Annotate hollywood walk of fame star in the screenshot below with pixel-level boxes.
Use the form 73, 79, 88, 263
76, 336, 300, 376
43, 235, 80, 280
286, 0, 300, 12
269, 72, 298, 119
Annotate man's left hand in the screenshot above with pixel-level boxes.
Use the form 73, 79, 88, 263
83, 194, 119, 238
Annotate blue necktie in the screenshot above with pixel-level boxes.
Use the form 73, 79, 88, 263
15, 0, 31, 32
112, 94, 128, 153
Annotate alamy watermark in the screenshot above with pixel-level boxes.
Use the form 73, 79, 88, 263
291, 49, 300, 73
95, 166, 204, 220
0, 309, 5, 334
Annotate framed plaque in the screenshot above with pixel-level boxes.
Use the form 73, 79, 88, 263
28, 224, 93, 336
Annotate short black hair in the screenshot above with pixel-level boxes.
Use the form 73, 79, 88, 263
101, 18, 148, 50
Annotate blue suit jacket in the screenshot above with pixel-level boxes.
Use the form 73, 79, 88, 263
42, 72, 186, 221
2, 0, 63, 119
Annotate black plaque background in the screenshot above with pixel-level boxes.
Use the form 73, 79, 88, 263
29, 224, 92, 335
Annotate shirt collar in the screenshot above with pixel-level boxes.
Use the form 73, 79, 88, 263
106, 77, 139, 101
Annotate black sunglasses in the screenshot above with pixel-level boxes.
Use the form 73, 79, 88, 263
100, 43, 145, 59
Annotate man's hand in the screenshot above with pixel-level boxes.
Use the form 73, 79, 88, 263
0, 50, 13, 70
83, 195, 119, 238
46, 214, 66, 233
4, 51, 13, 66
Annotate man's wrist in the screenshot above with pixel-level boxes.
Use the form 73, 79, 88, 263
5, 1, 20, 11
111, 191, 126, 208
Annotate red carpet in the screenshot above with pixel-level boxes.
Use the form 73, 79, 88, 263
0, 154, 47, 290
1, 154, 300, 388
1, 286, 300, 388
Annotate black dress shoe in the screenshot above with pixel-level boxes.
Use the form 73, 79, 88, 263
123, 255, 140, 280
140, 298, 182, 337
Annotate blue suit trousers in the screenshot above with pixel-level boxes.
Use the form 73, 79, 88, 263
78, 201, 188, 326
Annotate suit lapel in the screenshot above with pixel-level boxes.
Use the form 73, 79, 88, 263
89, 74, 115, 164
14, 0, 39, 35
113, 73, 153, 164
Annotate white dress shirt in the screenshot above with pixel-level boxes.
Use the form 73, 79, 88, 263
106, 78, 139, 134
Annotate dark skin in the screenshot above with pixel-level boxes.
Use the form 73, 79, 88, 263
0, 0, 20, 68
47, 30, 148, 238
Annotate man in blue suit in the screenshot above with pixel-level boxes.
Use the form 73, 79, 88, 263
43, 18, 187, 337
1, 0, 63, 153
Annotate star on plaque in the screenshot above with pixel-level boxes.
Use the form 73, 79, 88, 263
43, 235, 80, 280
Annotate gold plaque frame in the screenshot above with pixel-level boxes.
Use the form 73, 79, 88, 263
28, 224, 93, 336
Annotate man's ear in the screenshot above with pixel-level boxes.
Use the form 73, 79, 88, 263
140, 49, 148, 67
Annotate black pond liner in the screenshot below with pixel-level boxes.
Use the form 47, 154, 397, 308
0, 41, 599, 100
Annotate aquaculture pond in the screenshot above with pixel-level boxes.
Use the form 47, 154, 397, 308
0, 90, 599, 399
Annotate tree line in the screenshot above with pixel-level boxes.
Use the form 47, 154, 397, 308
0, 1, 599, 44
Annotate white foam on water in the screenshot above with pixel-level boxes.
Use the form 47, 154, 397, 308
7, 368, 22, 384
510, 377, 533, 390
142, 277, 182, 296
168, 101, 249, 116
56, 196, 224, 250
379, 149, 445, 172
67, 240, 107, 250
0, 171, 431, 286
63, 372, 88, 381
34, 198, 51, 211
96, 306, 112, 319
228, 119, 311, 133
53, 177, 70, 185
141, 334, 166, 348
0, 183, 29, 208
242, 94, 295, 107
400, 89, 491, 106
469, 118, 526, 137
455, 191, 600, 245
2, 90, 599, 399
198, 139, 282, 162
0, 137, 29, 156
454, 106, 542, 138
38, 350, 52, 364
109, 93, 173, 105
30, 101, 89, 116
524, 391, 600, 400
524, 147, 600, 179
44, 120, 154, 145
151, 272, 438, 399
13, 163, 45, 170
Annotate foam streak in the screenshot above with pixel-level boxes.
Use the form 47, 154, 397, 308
■ ■ ■ ■
:: WHAT THE TASK REQUIRES ::
Would you reproduce every record above exactly as it appears?

:: PROBLEM SOLUTION ::
Annotate hollywood walk of fame star in the screenshot below with pixel-level boxes.
Use the form 73, 79, 88, 263
76, 336, 300, 376
43, 235, 80, 280
286, 0, 300, 12
269, 72, 298, 119
Annotate man's left hand in the screenshot above with pixel-level boxes.
Use the form 73, 79, 88, 263
83, 194, 119, 238
Annotate blue necktie in the screenshot above with pixel-level boxes.
Use the form 73, 79, 88, 263
15, 0, 31, 32
112, 94, 128, 153
Annotate alamy watermark in the screenshot above with pixel-level boxes.
Use the form 73, 79, 88, 263
291, 49, 300, 73
95, 166, 204, 220
0, 309, 5, 334
Annotate framed plaque in the screenshot above with pixel-level boxes.
Use the form 73, 79, 88, 263
28, 224, 93, 336
Annotate short black hair in the screenshot above with pixel-level boxes.
Use the form 73, 79, 88, 263
101, 18, 148, 50
Annotate blue suit jacket in the screenshot above with pixel-level boxes.
Use the form 73, 79, 88, 263
42, 72, 186, 221
2, 0, 63, 119
Annotate black plaque background in the screenshot above with pixel-level boxes.
Use the form 73, 79, 88, 263
29, 224, 92, 335
Annotate shirt collar in the screenshot above with pixel-level boxes.
Use the form 73, 79, 88, 263
106, 77, 139, 101
Annotate black sunglasses in the screenshot above with pixel-level boxes.
Use the form 73, 79, 88, 263
100, 43, 145, 59
Annotate man's hand in the screenshot above with pixel-level boxes.
Use the form 73, 79, 88, 263
0, 50, 13, 70
83, 195, 119, 238
46, 214, 66, 233
4, 51, 13, 66
Annotate man's wrist in the screenshot above with pixel-level boxes.
Use the form 73, 79, 88, 263
5, 1, 20, 11
111, 191, 126, 208
Annotate red carpet in the screenshot above with pixel-level boxes.
Use the form 73, 79, 88, 263
0, 154, 47, 290
1, 154, 300, 388
1, 286, 300, 388
Annotate black dress shoe in the screenshot above with pixel-level boxes.
Use the form 73, 79, 88, 263
123, 255, 140, 280
140, 298, 182, 337
Annotate blue suit trousers in the screenshot above with pixel-level boxes.
Use the form 73, 79, 88, 263
78, 201, 188, 326
Annotate suit lapel in the screenshot above with pixel-level boxes.
Use the form 73, 79, 88, 263
89, 74, 115, 164
14, 0, 39, 35
113, 73, 153, 164
Annotate white dress shirt in the screenshot above with pixel-level boxes.
Use the form 73, 79, 88, 263
106, 78, 139, 134
Annotate dark skin in the screenshot above with pixel-level boxes.
Use the form 73, 79, 88, 263
0, 0, 20, 68
47, 30, 148, 238
Annotate man in blue suit in the screenshot above with pixel-level boxes.
Use the form 73, 79, 88, 263
43, 18, 187, 337
1, 0, 63, 153
Annotate star on plaque in the screenshot above with pixel-level boxes.
Use the form 73, 79, 88, 263
43, 235, 80, 280
Annotate gold plaque frame in the screenshot above with pixel-level boxes.
Use the form 73, 79, 88, 263
28, 224, 93, 336
Annotate man's ear in the screenshot above with pixel-level boxes.
Use the form 73, 79, 88, 263
140, 49, 148, 67
Annotate black pond liner in the screenshot below with pixel-level boxes.
Use the form 47, 154, 397, 308
0, 41, 599, 100
Annotate aquaculture pond in the screenshot above with pixel-level boxes.
Use the form 47, 154, 397, 308
0, 90, 599, 399
Annotate tree line in the screenshot above with pixel-level boxes.
Use the form 47, 154, 397, 308
0, 1, 599, 44
Annotate white foam on water in the screenshot above with pixel-level boxes.
Use the form 47, 154, 397, 308
7, 368, 22, 384
510, 377, 533, 390
142, 277, 182, 296
168, 101, 249, 116
56, 196, 224, 250
379, 149, 445, 172
67, 240, 107, 250
0, 171, 431, 286
63, 372, 88, 381
34, 198, 51, 211
96, 306, 112, 319
228, 119, 311, 133
53, 177, 70, 185
141, 334, 166, 348
0, 183, 29, 208
242, 94, 295, 107
400, 89, 491, 106
469, 118, 526, 137
455, 191, 600, 245
2, 90, 599, 399
198, 139, 282, 162
0, 137, 29, 156
454, 106, 542, 138
38, 350, 52, 364
109, 93, 173, 105
30, 101, 89, 116
524, 391, 600, 400
524, 147, 600, 179
44, 120, 154, 145
151, 272, 438, 399
13, 163, 45, 170
Annotate foam streak in the screenshot above with pixel-level boxes.
Use the form 47, 154, 397, 308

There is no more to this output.